**Exercise**
The expected output is exactly the lines below, starting at the line with "Task: place one pin on each instance of the sky" and ending at the line with "Task: place one pin on each instance of the foam", both included; no other line belongs in it.

**Data for processing**
↓
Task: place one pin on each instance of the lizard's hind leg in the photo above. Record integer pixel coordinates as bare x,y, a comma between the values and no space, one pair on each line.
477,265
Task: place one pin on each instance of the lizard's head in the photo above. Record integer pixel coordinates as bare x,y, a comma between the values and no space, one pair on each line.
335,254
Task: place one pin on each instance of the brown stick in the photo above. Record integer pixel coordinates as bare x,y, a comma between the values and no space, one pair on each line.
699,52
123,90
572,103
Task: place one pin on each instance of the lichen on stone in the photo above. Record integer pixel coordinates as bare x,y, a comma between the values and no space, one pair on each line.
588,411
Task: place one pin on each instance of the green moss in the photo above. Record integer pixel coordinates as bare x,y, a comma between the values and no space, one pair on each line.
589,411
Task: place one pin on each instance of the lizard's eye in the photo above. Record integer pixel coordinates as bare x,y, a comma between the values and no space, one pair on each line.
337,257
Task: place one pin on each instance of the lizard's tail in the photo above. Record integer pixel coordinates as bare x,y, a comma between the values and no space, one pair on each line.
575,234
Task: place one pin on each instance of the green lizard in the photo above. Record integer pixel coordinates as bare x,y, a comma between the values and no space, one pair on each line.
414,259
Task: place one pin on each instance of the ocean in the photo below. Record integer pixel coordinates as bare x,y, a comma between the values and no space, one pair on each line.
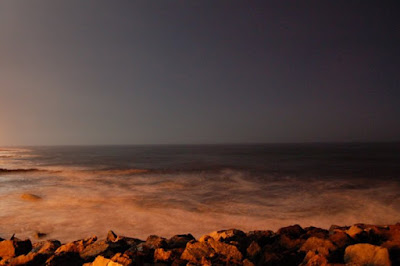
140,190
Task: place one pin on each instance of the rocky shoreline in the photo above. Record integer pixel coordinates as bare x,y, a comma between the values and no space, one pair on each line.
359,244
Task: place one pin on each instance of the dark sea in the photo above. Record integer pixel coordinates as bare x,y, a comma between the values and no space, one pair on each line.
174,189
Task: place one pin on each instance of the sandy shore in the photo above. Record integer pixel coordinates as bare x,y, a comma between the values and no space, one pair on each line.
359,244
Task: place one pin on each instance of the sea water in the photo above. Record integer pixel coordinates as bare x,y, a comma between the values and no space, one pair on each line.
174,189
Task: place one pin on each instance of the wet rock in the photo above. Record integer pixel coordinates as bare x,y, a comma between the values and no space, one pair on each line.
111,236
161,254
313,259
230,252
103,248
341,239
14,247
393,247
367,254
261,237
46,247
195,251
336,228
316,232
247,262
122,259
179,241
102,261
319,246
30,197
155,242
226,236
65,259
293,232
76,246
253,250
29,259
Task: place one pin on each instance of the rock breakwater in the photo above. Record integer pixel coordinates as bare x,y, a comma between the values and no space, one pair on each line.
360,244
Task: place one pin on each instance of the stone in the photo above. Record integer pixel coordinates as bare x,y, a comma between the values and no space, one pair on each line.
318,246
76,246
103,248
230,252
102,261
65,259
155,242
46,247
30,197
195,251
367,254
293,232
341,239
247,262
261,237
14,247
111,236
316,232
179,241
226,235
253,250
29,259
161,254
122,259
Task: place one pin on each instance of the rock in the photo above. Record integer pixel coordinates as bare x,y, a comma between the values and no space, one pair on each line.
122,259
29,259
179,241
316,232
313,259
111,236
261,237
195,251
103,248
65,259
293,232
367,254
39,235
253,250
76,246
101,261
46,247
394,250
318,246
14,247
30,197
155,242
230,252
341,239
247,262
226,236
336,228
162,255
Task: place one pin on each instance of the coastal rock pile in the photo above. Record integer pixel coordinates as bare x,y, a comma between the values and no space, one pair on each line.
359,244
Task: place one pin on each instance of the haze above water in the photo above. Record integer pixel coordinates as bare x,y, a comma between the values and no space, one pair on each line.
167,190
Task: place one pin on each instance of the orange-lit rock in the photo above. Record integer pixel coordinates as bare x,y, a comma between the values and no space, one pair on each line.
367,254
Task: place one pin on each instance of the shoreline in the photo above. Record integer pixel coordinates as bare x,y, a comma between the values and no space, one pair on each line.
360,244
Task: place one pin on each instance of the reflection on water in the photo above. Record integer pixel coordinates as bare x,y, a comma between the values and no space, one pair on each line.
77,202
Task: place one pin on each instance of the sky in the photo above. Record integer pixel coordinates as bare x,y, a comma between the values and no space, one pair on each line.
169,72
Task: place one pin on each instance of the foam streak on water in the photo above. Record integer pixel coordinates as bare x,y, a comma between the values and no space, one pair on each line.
↑
↓
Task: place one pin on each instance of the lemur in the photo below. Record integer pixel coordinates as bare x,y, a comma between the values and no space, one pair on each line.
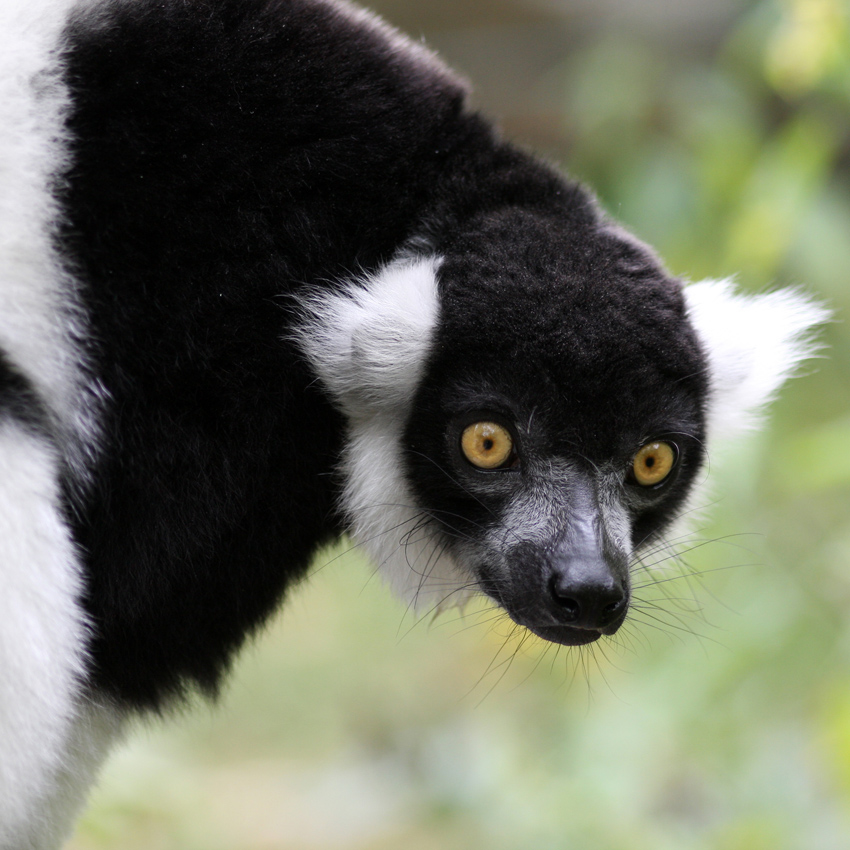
↑
**Solution for this problem**
Task: place one pin on each instance of the sky in the photo above. Record integer pixel coordinates as bare x,y, a comma between the values and no space, one pair on each line.
169,72
Task: place one pin on each instance of the foam streak on water in the photo above. Record integer pixel coordinates as bare x,y, a comma between the values and no space, one pair on each line.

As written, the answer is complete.